SAN MATEO, Calif. In the long war of trade-offs between power consumption and performance, performance has won the bulk of the battles. But with CPU designs on a path to surpass a billion transistors in less than 10 years, microprocessor vendors have issued a call to arms to cap power in future transistors, circuits and microarchitectures.
Early salvos in the stepped-up campaign will be fired at this week's International Solid-State Circuits Conference (ISSCC) and the Windows Embedded Developers' Conference, when Alchemy, Hitachi, Intel, NEC and others describe products and techniques that scrimp on power.
Among those in the vanguard is Intel Corp., whose latest Pentium 4 is specified at 55 watts at 1.5 GHz. Patrick Gelsinger, vice president and chief technology officer for Intel, will deliver a keynote address at ISSCC that will underscore the need for multiple off-ramps from what he calls "the curve that's leading to thousands of watts for a CPU."

EXERCISE DETAILS: Name every company that the article on CPU power consumption says will describe power-saving products and techniques at this week's conferences.

EXTRACTED ENTRIES:
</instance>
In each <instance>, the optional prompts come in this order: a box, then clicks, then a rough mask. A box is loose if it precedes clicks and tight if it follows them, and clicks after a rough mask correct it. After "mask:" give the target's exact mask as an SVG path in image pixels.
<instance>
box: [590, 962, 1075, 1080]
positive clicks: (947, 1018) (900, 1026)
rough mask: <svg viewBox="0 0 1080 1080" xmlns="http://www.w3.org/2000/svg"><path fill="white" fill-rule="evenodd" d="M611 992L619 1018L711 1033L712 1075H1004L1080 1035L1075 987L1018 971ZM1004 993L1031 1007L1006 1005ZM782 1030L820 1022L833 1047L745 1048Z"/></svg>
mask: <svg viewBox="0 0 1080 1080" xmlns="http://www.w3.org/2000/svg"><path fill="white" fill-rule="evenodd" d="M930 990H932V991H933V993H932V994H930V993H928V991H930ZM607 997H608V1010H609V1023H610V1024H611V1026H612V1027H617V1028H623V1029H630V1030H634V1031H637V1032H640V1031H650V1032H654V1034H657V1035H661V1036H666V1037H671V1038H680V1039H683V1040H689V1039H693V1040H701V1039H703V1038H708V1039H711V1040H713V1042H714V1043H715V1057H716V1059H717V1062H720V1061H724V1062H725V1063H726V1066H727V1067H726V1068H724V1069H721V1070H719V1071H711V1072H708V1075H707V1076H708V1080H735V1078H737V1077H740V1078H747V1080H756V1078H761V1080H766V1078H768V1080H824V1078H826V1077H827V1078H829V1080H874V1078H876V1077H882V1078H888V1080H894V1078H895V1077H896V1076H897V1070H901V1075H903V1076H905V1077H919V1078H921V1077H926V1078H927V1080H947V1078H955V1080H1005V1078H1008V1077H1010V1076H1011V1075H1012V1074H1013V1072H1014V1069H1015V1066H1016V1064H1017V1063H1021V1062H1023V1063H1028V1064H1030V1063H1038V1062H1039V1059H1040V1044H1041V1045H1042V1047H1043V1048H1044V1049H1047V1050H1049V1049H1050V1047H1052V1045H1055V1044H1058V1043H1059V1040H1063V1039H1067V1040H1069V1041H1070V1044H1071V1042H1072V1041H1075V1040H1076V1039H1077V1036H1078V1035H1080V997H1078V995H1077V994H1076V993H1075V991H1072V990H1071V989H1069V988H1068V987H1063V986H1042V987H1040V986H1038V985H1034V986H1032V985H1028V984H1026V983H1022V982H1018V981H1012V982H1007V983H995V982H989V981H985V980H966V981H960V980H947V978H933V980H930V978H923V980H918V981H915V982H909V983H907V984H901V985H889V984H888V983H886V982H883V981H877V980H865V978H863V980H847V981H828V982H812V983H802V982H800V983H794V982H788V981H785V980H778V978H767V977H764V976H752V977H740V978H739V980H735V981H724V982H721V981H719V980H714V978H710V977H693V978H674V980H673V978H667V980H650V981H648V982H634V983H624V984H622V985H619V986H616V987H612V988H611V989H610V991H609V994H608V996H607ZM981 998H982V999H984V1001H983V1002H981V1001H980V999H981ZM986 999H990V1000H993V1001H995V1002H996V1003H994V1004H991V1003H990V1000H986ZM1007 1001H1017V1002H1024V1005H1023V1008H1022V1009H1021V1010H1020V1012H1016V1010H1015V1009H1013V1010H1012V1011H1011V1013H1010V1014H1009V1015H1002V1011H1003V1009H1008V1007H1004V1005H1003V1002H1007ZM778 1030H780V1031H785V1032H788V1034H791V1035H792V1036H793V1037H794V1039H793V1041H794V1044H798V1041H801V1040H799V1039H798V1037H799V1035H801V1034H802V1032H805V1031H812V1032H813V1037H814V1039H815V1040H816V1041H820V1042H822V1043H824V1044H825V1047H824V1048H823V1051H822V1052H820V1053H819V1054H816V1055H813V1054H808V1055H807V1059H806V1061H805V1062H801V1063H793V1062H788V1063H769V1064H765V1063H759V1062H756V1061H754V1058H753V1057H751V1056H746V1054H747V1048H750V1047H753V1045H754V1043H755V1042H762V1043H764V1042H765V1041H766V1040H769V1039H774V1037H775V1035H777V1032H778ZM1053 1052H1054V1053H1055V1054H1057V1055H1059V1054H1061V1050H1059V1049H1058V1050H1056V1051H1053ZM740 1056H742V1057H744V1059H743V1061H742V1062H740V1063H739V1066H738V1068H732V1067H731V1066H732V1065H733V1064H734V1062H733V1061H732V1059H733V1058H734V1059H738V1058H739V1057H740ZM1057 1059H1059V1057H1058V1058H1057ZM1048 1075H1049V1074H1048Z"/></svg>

EXERCISE SOLUTION: Alchemy, Hitachi, Intel, NEC